___ MATERIALS PROVIDED
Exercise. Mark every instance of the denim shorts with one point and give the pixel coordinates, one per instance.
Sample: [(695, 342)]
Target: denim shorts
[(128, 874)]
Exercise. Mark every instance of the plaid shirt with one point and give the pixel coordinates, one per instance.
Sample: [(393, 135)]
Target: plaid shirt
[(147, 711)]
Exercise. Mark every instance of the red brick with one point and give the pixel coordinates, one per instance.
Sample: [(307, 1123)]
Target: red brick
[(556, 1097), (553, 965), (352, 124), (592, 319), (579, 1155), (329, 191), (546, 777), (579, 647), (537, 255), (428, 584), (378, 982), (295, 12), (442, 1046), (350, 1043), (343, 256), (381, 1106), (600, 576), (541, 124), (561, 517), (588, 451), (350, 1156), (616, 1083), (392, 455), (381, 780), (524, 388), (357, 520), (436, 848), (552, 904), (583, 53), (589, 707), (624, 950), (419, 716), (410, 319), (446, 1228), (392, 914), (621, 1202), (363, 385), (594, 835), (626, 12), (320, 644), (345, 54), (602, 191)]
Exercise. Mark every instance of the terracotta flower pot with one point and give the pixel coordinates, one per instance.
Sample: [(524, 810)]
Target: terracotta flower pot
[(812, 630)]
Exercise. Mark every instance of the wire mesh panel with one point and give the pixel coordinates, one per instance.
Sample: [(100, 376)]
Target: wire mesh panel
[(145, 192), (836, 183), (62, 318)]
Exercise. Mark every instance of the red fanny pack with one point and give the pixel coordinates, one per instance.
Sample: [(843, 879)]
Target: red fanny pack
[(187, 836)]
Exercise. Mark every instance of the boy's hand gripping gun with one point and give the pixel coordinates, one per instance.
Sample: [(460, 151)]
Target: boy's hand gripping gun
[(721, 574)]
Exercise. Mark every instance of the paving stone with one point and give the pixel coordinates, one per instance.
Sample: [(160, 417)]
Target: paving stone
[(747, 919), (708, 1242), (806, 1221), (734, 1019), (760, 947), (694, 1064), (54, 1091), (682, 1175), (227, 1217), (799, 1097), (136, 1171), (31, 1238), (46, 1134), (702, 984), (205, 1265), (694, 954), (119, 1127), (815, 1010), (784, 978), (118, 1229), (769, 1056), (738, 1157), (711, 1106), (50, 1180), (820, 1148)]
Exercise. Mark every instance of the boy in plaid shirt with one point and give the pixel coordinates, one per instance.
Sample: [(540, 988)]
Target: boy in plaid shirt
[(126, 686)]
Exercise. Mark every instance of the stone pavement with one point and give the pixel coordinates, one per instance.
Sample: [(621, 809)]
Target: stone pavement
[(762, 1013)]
______
Lay out every line of the data above as a Markdown table with the columns Row and Data line, leaving out blank lines.

> _EXERCISE RESPONSE_
| Row | Data line |
|---|---|
| 1 | Exercise. Mark every instance of the denim shorts with one point and give the pixel coordinates, one per instance. |
| 2 | Sample: [(695, 342)] |
| 3 | Target: denim shorts |
| 4 | [(128, 874)] |
| 5 | Exercise. Mark every instance of the plaid shirt with one point and give the pixel coordinates, one per instance. |
| 6 | Sample: [(393, 135)] |
| 7 | Target: plaid shirt |
| 8 | [(147, 711)] |
| 9 | Exercise. Mark every instance of the red brick with one point and give the pixel coordinates, one per instance. |
| 10 | Sample: [(307, 1123)] |
| 11 | Target: red brick |
| 12 | [(556, 1097), (553, 965), (352, 124), (592, 319), (579, 1155), (329, 191), (546, 777), (579, 647), (537, 255), (428, 584), (378, 982), (295, 12), (442, 1046), (350, 1043), (343, 256), (381, 1106), (600, 576), (541, 124), (561, 517), (588, 451), (350, 1156), (616, 1083), (392, 455), (381, 780), (524, 388), (357, 520), (436, 848), (552, 904), (583, 53), (589, 707), (624, 950), (419, 716), (410, 319), (446, 1228), (392, 914), (621, 1202), (363, 385), (594, 835), (626, 12), (320, 644), (345, 54), (602, 191)] |
| 13 | Exercise. Mark every instance of the terracotta flower pot with one point and give the pixel coordinates, one per instance. |
| 14 | Sample: [(524, 810)] |
| 15 | Target: terracotta flower pot |
| 16 | [(812, 630)] |
| 17 | Exercise. Mark every instance of the wire mesh panel with one point and give the pixel coordinates, one per instance. |
| 18 | Sample: [(100, 376)] |
| 19 | Target: wire mesh panel |
| 20 | [(145, 192), (836, 183), (62, 318)] |
| 21 | Exercise. Mark every instance of the red fanny pack with one point and give the pixel coordinates, one per instance. |
| 22 | Sample: [(843, 879)] |
| 23 | Target: red fanny pack |
| 24 | [(187, 836)] |
| 25 | Exercise. Mark every instance of the boy's hand gripping gun with one point and give the pixel coordinates, one per instance. |
| 26 | Sample: [(460, 151)] |
| 27 | Target: boy's hand gripping gun |
| 28 | [(721, 574)] |
| 29 | Exercise. Mark every instance of the paving stone with one point and give the pixel coordinates, one per instance. |
| 30 | Sample: [(160, 417)] |
| 31 | Target: paving stone |
| 32 | [(747, 919), (708, 1242), (806, 1221), (734, 1019), (760, 947), (694, 1064), (54, 1091), (682, 1175), (227, 1217), (799, 1097), (136, 1171), (31, 1238), (46, 1134), (702, 984), (205, 1265), (694, 954), (119, 1127), (815, 1010), (784, 978), (118, 1229), (769, 1056), (738, 1157), (711, 1106), (50, 1180), (820, 1148)] |
| 33 | Exercise. Mark every instance of the boy in plaid shirt with one point and give the pixel coordinates, one per instance. |
| 34 | Sample: [(540, 988)] |
| 35 | Target: boy in plaid shirt |
| 36 | [(126, 686)] |
| 37 | Exercise. Mark every instance of the stone pavement with one point and give the pixel coordinates, one per instance. |
| 38 | Sample: [(621, 809)] |
| 39 | Target: stone pavement |
| 40 | [(762, 1013)] |